▶ [Raw data]:
━━━━━━━━━━
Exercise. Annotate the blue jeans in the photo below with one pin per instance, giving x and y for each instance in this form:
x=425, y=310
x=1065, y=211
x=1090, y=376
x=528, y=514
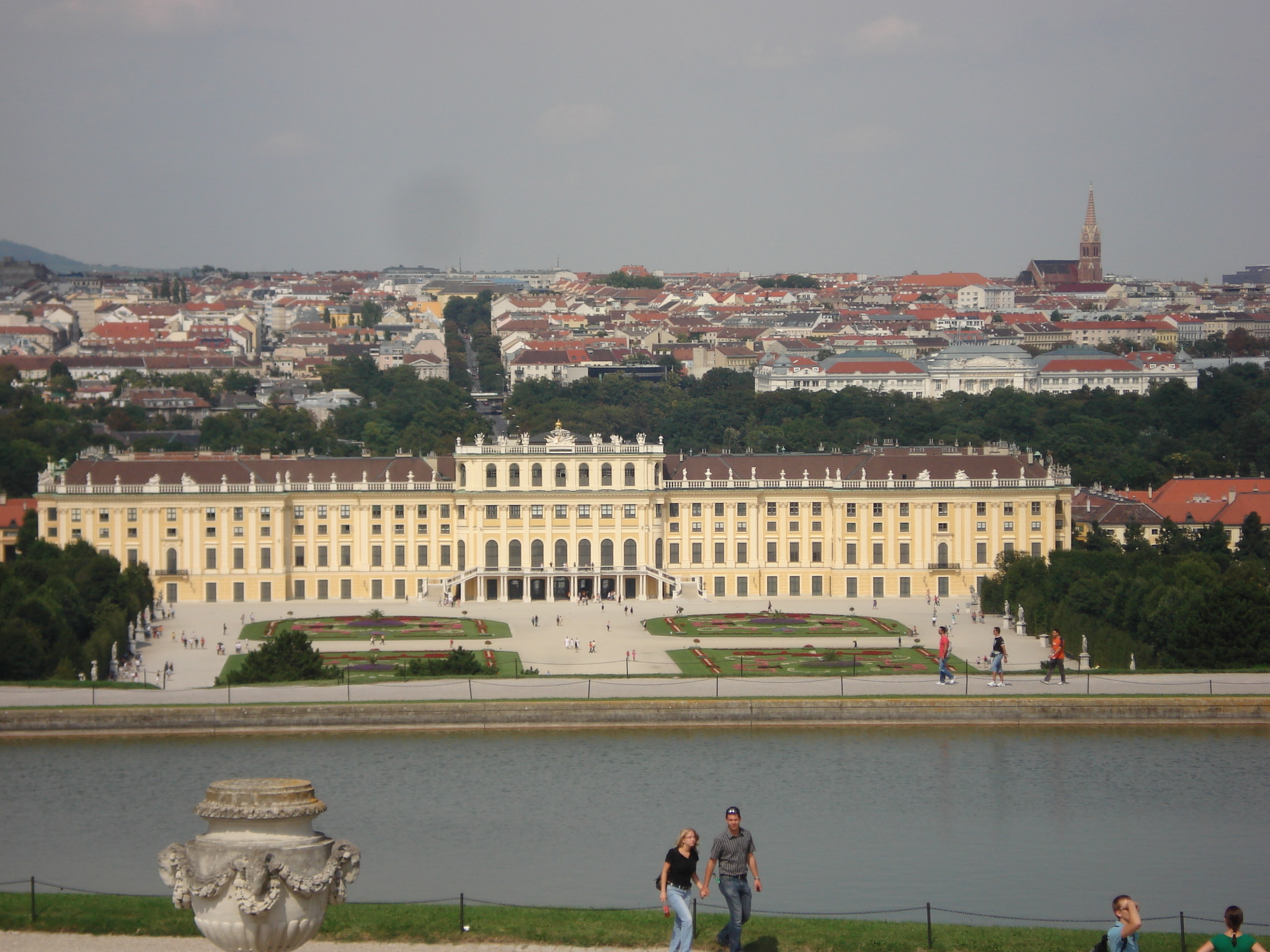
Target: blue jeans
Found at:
x=735, y=894
x=681, y=938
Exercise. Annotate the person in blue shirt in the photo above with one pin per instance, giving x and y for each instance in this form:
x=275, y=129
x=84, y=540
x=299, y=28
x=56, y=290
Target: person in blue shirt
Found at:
x=1123, y=937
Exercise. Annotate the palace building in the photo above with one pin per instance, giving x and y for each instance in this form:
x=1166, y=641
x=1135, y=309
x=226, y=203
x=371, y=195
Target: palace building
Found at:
x=557, y=516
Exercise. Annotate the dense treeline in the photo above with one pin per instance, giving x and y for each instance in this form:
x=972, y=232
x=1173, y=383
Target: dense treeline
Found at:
x=1221, y=430
x=1185, y=602
x=65, y=607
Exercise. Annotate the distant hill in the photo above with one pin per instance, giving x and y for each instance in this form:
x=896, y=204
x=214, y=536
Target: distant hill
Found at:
x=55, y=263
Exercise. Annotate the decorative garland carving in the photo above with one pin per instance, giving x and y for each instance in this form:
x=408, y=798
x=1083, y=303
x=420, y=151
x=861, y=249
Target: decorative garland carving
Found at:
x=258, y=879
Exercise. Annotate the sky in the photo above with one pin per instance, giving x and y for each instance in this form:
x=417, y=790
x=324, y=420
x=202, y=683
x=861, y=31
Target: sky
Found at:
x=824, y=136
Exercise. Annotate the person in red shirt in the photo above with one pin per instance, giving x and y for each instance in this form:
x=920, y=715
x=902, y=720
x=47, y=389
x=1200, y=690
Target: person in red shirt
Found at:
x=1055, y=658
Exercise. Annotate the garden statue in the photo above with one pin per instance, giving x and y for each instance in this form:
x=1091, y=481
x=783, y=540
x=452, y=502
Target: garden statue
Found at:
x=260, y=878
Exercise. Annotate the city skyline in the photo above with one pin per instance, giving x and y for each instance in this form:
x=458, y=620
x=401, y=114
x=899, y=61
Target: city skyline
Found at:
x=865, y=138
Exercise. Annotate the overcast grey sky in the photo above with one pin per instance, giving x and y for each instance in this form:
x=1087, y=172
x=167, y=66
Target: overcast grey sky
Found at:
x=840, y=135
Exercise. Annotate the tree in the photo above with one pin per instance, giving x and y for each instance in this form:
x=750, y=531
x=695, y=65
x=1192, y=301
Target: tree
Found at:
x=286, y=656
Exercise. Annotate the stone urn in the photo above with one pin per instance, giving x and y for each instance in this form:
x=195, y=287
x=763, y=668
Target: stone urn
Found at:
x=260, y=878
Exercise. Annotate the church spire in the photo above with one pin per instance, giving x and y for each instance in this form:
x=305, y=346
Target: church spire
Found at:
x=1090, y=268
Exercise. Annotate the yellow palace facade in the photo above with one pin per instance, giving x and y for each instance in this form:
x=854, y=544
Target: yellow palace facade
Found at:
x=558, y=516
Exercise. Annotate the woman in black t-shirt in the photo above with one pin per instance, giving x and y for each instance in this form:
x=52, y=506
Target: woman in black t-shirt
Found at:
x=678, y=874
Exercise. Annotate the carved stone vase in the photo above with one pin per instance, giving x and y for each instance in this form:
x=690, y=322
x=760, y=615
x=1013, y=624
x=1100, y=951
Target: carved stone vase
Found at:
x=260, y=878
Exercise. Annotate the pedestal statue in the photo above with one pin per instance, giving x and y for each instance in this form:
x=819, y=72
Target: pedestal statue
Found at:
x=260, y=878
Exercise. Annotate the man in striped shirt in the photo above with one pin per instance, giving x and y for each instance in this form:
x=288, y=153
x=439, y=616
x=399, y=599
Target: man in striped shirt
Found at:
x=733, y=852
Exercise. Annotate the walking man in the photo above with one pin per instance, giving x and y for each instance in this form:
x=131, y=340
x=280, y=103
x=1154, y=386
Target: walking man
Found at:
x=1055, y=659
x=734, y=853
x=946, y=676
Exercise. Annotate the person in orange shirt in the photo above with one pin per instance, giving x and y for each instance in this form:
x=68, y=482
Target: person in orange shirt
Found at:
x=1055, y=658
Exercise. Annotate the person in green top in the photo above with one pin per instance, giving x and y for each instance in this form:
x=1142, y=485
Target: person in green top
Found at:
x=1232, y=940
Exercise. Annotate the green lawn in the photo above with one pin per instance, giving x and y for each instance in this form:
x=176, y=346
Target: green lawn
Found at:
x=373, y=922
x=758, y=662
x=395, y=627
x=775, y=625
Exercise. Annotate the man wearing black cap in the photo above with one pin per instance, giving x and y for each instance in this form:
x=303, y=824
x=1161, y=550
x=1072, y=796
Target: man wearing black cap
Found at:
x=734, y=852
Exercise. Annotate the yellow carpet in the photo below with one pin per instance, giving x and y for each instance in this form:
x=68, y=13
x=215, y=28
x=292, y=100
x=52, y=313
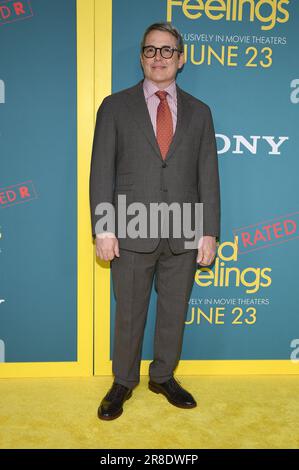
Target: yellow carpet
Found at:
x=233, y=412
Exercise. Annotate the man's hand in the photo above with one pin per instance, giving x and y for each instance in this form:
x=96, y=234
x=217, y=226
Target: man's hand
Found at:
x=107, y=246
x=206, y=250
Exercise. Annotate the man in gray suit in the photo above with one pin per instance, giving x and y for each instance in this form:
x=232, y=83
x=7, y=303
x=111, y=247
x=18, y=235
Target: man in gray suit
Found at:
x=153, y=143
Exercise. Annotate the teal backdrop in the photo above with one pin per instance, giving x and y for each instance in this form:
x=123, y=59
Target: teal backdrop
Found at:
x=38, y=224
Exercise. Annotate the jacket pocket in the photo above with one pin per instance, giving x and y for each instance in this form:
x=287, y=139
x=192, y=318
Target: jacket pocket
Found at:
x=124, y=180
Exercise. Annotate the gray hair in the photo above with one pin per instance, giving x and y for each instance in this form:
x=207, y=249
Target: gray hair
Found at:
x=168, y=28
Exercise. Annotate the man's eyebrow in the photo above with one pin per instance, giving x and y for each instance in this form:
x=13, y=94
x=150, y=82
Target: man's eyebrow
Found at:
x=151, y=45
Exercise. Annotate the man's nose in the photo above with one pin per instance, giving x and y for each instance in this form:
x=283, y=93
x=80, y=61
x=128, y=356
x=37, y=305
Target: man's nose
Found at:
x=158, y=55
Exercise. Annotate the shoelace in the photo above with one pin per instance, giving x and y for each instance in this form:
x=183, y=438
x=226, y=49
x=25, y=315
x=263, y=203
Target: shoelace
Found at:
x=174, y=384
x=117, y=391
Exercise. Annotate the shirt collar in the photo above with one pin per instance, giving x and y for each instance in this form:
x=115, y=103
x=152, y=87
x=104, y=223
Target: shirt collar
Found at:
x=150, y=89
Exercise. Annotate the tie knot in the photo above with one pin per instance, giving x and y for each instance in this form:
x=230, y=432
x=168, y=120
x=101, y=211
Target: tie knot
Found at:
x=161, y=94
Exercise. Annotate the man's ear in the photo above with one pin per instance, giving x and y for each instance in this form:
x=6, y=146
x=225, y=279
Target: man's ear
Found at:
x=181, y=60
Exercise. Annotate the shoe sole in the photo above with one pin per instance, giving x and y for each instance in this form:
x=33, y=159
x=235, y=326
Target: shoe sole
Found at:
x=157, y=390
x=110, y=418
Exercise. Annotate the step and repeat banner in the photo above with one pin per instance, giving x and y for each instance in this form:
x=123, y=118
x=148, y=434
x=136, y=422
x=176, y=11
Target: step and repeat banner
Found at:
x=242, y=60
x=38, y=181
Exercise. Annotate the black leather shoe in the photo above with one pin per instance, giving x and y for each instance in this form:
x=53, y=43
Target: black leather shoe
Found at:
x=111, y=406
x=174, y=393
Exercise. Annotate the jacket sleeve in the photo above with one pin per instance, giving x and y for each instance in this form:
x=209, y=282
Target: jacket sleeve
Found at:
x=102, y=169
x=208, y=178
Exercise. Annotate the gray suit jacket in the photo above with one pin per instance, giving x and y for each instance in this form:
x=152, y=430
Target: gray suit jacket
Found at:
x=126, y=160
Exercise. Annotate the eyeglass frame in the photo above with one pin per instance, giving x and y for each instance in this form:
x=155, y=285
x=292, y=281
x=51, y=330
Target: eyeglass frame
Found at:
x=173, y=49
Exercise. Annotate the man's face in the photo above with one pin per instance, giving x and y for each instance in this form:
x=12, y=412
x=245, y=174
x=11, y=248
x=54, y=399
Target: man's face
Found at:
x=159, y=70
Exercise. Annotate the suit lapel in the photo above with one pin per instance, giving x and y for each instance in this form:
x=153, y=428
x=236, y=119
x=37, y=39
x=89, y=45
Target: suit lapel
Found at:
x=137, y=104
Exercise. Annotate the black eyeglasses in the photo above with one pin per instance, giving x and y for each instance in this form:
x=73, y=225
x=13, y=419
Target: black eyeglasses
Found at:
x=165, y=51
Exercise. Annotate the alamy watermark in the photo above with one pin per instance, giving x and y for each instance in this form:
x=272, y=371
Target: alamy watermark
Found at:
x=152, y=220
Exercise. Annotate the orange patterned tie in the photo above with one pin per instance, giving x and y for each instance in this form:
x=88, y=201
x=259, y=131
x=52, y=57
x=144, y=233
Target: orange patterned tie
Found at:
x=164, y=124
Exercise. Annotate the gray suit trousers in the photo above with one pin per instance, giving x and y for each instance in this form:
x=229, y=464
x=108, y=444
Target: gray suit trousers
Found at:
x=133, y=274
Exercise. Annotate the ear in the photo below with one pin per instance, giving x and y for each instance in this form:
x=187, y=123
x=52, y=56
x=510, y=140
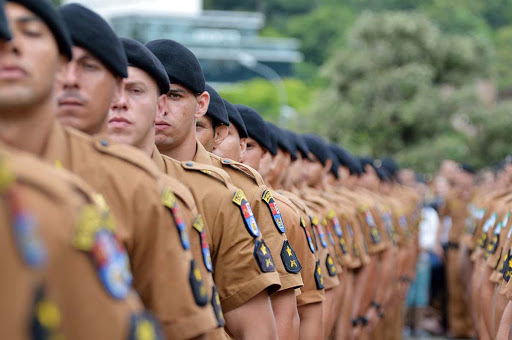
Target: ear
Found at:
x=203, y=101
x=243, y=149
x=161, y=105
x=221, y=133
x=328, y=165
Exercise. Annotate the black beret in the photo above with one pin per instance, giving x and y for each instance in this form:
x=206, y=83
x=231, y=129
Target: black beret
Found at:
x=283, y=141
x=217, y=109
x=255, y=125
x=140, y=56
x=47, y=12
x=273, y=138
x=91, y=32
x=181, y=64
x=317, y=147
x=236, y=119
x=335, y=164
x=4, y=25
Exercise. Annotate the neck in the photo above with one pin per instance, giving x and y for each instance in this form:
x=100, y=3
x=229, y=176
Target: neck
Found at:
x=148, y=143
x=186, y=151
x=27, y=132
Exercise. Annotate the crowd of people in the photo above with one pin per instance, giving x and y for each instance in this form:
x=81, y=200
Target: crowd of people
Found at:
x=137, y=203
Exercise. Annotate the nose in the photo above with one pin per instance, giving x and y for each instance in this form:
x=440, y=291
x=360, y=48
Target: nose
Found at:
x=69, y=78
x=120, y=102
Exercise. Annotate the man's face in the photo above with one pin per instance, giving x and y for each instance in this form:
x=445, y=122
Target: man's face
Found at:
x=132, y=113
x=314, y=171
x=253, y=154
x=175, y=124
x=85, y=92
x=233, y=147
x=29, y=62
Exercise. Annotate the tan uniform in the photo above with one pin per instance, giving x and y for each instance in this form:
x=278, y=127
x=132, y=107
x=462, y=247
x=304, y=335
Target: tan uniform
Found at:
x=62, y=265
x=273, y=230
x=313, y=290
x=164, y=272
x=242, y=264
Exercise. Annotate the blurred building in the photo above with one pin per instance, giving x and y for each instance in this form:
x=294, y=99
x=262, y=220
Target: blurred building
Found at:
x=226, y=43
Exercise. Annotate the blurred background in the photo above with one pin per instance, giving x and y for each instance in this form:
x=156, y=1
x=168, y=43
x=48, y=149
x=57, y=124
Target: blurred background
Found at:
x=418, y=80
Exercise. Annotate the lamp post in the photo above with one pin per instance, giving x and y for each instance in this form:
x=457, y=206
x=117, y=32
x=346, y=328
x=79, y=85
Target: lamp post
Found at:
x=286, y=112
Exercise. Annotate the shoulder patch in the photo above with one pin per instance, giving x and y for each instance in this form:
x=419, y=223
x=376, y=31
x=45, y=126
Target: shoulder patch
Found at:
x=205, y=247
x=320, y=231
x=126, y=153
x=331, y=267
x=197, y=284
x=263, y=256
x=171, y=204
x=108, y=254
x=335, y=223
x=219, y=315
x=308, y=235
x=290, y=260
x=247, y=215
x=319, y=279
x=144, y=326
x=274, y=210
x=46, y=317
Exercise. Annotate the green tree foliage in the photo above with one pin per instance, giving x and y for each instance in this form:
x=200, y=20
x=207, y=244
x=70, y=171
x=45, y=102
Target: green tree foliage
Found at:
x=396, y=88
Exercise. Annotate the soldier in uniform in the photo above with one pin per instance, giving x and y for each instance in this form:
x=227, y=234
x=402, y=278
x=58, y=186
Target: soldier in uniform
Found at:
x=38, y=50
x=130, y=122
x=284, y=212
x=271, y=224
x=224, y=207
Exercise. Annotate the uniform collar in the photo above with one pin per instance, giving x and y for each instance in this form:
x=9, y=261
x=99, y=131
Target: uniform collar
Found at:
x=202, y=156
x=158, y=159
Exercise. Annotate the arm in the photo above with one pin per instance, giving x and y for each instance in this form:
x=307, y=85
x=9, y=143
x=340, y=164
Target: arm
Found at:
x=310, y=317
x=253, y=320
x=284, y=305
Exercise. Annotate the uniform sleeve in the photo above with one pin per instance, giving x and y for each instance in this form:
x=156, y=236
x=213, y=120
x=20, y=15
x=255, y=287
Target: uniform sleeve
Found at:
x=165, y=274
x=275, y=240
x=237, y=272
x=298, y=239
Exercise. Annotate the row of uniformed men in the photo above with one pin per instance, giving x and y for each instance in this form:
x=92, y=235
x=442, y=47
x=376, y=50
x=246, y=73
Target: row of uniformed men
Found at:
x=301, y=240
x=479, y=260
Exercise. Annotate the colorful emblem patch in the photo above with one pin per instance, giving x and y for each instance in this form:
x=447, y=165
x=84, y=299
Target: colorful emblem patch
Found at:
x=205, y=247
x=331, y=267
x=343, y=245
x=144, y=327
x=219, y=315
x=247, y=214
x=308, y=235
x=170, y=202
x=107, y=252
x=46, y=319
x=319, y=279
x=320, y=231
x=263, y=257
x=290, y=260
x=336, y=226
x=197, y=284
x=374, y=232
x=274, y=210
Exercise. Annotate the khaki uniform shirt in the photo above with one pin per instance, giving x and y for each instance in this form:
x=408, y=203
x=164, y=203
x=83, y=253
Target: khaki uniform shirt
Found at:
x=273, y=230
x=242, y=264
x=57, y=279
x=163, y=271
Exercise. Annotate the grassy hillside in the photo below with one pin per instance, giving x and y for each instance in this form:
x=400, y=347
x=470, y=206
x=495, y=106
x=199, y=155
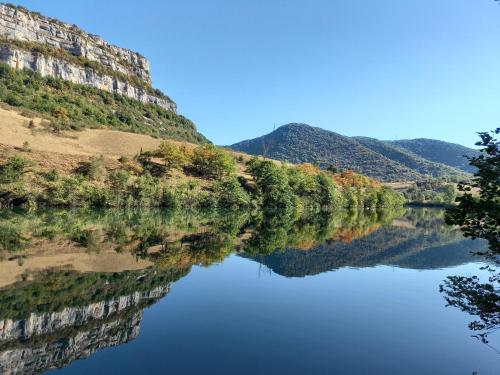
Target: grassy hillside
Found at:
━━━━━━━━━━
▶ [Problem details]: Transfer the rows, starting with the first line and going on through the line with "x=55, y=263", keeping the requests and adding 98 to every coordinate in the answers but not to those in the requests or their sample formats. Leave the pictures out.

▶ [Problem solution]:
Exercise. Annotate the blue jeans in the photo below with one pin per instance, giving x and y for each instance in this form:
x=425, y=310
x=1065, y=211
x=1090, y=376
x=528, y=514
Target: blue jeans
Found at:
x=833, y=992
x=779, y=1036
Exercise. Annotate the person in blue shirt in the photo above with one pin per instance, giving x and y for each instance in this form:
x=275, y=129
x=84, y=540
x=299, y=28
x=56, y=290
Target: person in blue shirt
Found at:
x=1221, y=1035
Exercise. Annotate the palace building in the photo above with one pin per instance, giving x and y for each instance in this form:
x=1166, y=641
x=1135, y=309
x=226, y=203
x=371, y=195
Target: palace building
Found at:
x=655, y=614
Exercise. Annotate the dense treeline in the photo above with one pin per instance, giving x and y for each instance in this form:
x=972, y=232
x=1173, y=383
Target: dense treeline
Found at:
x=1319, y=528
x=1283, y=700
x=163, y=705
Exercise. Annotate the distant hill in the photo above with one pin per instance, giving x and y for each instance in this form:
x=896, y=204
x=214, y=536
Target: distant hill
Found at:
x=153, y=361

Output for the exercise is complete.